Task details - In the article below about NEXE Innovations, how many coffee pods can the company produce each year?

Fuelled by caffeine, Windsor-based NEXE Innovations has taken a big step forward in its growth, announcing deals last week to supply its compostable single-serve coffee pods to two major new customers.
The company’s Windsor plant will handle the complete manufacturing process, from loading the capsule dose into the pods to final packaging and shipping, to supply American firm EKOCUPS (in its largest order to date), and Ottawa-based Bridgehead Coffee.
“It reflects our ability to attract major players in the coffee industry,” said NEXE Innovations president and director Ash Guglani.
“We are poised to scale rapidly and be a leader in the shift to sustainable solutions by focusing on partnerships with larger coffee companies.”
NEXE Innovations, which transplanted its production operations from Surrey, B.C., to the former JD Norman plant in Windsor in 2022, has the capacity to produce a half-billion pods annually.
The company currently has almost 20 employees, but Guglani said its workforce is growing.
“We’re anticipating, with the way everything is going in Windsor and with the other uses of our technology, that the plant will get a second shift in the coming months,” Guglani said. “We hired some people recently.”
The decision to locate operations in Windsor has turned out to be a winning bet, he told the Star.
“We actually thought we were de-risking in going to Windsor,” Guglani said. “It has a skilled labour force, lots of automation companies and it’s close to the U.S. market where 80 per cent of single-use pods are sold.
“It has been a massive win for us.”
Guglani said access to automation, tool and die and mould-making firms is vital to the company’s grander vision of being completely vertically integrated to control all aspects of its supply chain and production and in diversifying its product offerings.
“NEXE Innovations is actually an innovative materials company,” Guglani said. “Sustainable coffee pods have been a challenge, but it’s just one of the products we can make with our proprietary resin. We plan to go beyond coffee pods.
“There’s a massive single-use plastic market out there that will allow us to expand. There are opportunities in cosmetics, dairy and the medical field for sustainable products.
“We’re working on those now. It’ll be substantial for these industries and those are three big areas that will make us super busy.”
Guglani said NEXE has “two good partnerships” with EKOCUPS and Bridgehead.
EKOCUPS (ekocups.com) is a high-volume online seller of coffee pods and bags, through Amazon and the company’s own website.
Bridgehead Coffee (www.bridgehead.ca) has 17 locations in the Ottawa area. The Canadian firm formed more than 40 years ago was acquired by Toronto-based Pilot Coffee Roasters (pilotcoffeeroasters.com) earlier this year.

Data to examine -
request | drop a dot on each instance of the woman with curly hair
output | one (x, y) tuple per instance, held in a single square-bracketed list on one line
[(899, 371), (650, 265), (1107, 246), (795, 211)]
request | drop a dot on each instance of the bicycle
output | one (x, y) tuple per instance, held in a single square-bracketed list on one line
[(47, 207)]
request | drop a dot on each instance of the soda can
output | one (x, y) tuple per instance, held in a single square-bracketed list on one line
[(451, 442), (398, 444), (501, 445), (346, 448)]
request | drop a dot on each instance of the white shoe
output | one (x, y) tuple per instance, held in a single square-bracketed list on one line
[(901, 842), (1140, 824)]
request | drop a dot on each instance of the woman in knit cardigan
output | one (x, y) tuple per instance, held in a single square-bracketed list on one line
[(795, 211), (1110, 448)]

Output - It can produce half a billion pods a year.